- [WHAT NEEDS TO BE DONE]: Up to and including the line that contains "[[603, 231]]", return every line from the start of the data, unchanged.

- [EXTRACTED MATERIAL]:
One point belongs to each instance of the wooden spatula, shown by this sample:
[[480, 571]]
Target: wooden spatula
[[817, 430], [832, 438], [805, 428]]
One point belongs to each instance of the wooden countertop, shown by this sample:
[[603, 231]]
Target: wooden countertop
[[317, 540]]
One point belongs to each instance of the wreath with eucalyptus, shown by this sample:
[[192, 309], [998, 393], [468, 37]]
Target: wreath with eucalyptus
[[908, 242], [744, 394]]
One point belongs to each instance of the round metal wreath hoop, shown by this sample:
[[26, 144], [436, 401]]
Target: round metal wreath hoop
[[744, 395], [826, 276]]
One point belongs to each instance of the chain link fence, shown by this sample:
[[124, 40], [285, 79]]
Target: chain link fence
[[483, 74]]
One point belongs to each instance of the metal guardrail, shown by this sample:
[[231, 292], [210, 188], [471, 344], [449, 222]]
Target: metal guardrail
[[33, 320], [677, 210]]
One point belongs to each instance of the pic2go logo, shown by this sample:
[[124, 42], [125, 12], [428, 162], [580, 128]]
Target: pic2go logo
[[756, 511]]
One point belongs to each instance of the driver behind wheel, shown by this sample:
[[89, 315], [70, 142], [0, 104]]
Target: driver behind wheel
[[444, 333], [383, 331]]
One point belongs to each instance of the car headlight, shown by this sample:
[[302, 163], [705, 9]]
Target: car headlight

- [OUTPUT FOR THIS EXERCISE]:
One point belongs to each instance of the wooden spatula, shown by this sample:
[[480, 571]]
Target: wooden spatula
[[817, 430], [832, 438], [805, 428]]
One point belongs to each instance of the wooden countertop, shown by this sample:
[[603, 231]]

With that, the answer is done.